# START OF Input records

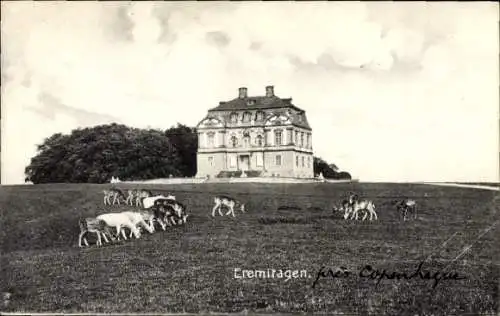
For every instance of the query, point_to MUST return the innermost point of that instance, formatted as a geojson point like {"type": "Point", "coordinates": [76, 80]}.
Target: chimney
{"type": "Point", "coordinates": [270, 91]}
{"type": "Point", "coordinates": [242, 92]}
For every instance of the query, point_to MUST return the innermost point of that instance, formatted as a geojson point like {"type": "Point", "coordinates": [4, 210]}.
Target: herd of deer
{"type": "Point", "coordinates": [354, 208]}
{"type": "Point", "coordinates": [167, 211]}
{"type": "Point", "coordinates": [164, 210]}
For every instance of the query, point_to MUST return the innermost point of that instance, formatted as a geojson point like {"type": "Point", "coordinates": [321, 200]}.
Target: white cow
{"type": "Point", "coordinates": [227, 201]}
{"type": "Point", "coordinates": [93, 225]}
{"type": "Point", "coordinates": [118, 220]}
{"type": "Point", "coordinates": [139, 219]}
{"type": "Point", "coordinates": [148, 202]}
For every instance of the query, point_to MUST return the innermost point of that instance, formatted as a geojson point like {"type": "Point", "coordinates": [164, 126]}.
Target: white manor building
{"type": "Point", "coordinates": [258, 135]}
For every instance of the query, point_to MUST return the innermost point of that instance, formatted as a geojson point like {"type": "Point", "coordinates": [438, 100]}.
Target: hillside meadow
{"type": "Point", "coordinates": [191, 268]}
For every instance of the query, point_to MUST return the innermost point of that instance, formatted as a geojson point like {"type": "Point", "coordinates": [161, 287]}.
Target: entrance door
{"type": "Point", "coordinates": [244, 163]}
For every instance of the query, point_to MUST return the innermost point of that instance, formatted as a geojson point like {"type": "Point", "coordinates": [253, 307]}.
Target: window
{"type": "Point", "coordinates": [247, 116]}
{"type": "Point", "coordinates": [277, 138]}
{"type": "Point", "coordinates": [246, 141]}
{"type": "Point", "coordinates": [278, 160]}
{"type": "Point", "coordinates": [234, 141]}
{"type": "Point", "coordinates": [258, 140]}
{"type": "Point", "coordinates": [260, 160]}
{"type": "Point", "coordinates": [211, 140]}
{"type": "Point", "coordinates": [259, 116]}
{"type": "Point", "coordinates": [234, 117]}
{"type": "Point", "coordinates": [232, 161]}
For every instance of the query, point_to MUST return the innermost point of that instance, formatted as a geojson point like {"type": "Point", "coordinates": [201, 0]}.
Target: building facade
{"type": "Point", "coordinates": [263, 136]}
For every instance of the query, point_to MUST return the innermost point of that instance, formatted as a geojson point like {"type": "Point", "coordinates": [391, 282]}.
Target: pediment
{"type": "Point", "coordinates": [278, 119]}
{"type": "Point", "coordinates": [211, 122]}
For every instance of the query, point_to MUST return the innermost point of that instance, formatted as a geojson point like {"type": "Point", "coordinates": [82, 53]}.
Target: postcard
{"type": "Point", "coordinates": [337, 158]}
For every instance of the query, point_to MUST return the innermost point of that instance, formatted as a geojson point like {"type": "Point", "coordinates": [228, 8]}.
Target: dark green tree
{"type": "Point", "coordinates": [96, 154]}
{"type": "Point", "coordinates": [185, 140]}
{"type": "Point", "coordinates": [329, 171]}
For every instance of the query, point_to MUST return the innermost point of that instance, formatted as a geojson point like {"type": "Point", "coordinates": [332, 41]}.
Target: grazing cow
{"type": "Point", "coordinates": [353, 206]}
{"type": "Point", "coordinates": [406, 206]}
{"type": "Point", "coordinates": [137, 219]}
{"type": "Point", "coordinates": [366, 206]}
{"type": "Point", "coordinates": [96, 226]}
{"type": "Point", "coordinates": [170, 212]}
{"type": "Point", "coordinates": [118, 220]}
{"type": "Point", "coordinates": [131, 195]}
{"type": "Point", "coordinates": [117, 194]}
{"type": "Point", "coordinates": [345, 207]}
{"type": "Point", "coordinates": [140, 195]}
{"type": "Point", "coordinates": [148, 202]}
{"type": "Point", "coordinates": [227, 201]}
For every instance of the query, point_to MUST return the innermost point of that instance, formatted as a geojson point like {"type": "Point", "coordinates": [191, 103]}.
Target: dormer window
{"type": "Point", "coordinates": [259, 116]}
{"type": "Point", "coordinates": [247, 116]}
{"type": "Point", "coordinates": [234, 117]}
{"type": "Point", "coordinates": [234, 141]}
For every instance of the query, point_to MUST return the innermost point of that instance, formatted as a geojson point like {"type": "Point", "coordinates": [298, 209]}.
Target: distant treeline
{"type": "Point", "coordinates": [96, 154]}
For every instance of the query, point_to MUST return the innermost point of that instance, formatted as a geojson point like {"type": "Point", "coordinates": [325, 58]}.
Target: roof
{"type": "Point", "coordinates": [261, 103]}
{"type": "Point", "coordinates": [256, 103]}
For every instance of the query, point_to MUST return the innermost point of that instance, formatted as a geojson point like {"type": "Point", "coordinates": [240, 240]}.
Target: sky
{"type": "Point", "coordinates": [393, 91]}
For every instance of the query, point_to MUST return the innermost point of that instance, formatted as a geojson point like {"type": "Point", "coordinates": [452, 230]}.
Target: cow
{"type": "Point", "coordinates": [115, 193]}
{"type": "Point", "coordinates": [227, 201]}
{"type": "Point", "coordinates": [406, 206]}
{"type": "Point", "coordinates": [96, 226]}
{"type": "Point", "coordinates": [149, 202]}
{"type": "Point", "coordinates": [138, 219]}
{"type": "Point", "coordinates": [140, 195]}
{"type": "Point", "coordinates": [118, 220]}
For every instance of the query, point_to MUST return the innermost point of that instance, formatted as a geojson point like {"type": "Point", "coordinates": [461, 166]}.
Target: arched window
{"type": "Point", "coordinates": [246, 140]}
{"type": "Point", "coordinates": [259, 116]}
{"type": "Point", "coordinates": [211, 140]}
{"type": "Point", "coordinates": [247, 116]}
{"type": "Point", "coordinates": [278, 138]}
{"type": "Point", "coordinates": [234, 141]}
{"type": "Point", "coordinates": [258, 140]}
{"type": "Point", "coordinates": [278, 160]}
{"type": "Point", "coordinates": [234, 117]}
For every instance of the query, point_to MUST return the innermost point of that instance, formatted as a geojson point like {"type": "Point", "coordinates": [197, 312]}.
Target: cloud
{"type": "Point", "coordinates": [379, 77]}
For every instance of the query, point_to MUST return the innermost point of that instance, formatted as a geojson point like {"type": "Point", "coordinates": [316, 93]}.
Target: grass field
{"type": "Point", "coordinates": [191, 268]}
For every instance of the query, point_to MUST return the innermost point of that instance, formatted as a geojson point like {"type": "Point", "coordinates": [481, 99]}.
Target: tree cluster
{"type": "Point", "coordinates": [96, 154]}
{"type": "Point", "coordinates": [329, 171]}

# END OF Input records

Pick out and copy every line of the records that contains the string "white". Case counts.

Target: white cow
Target: white manor building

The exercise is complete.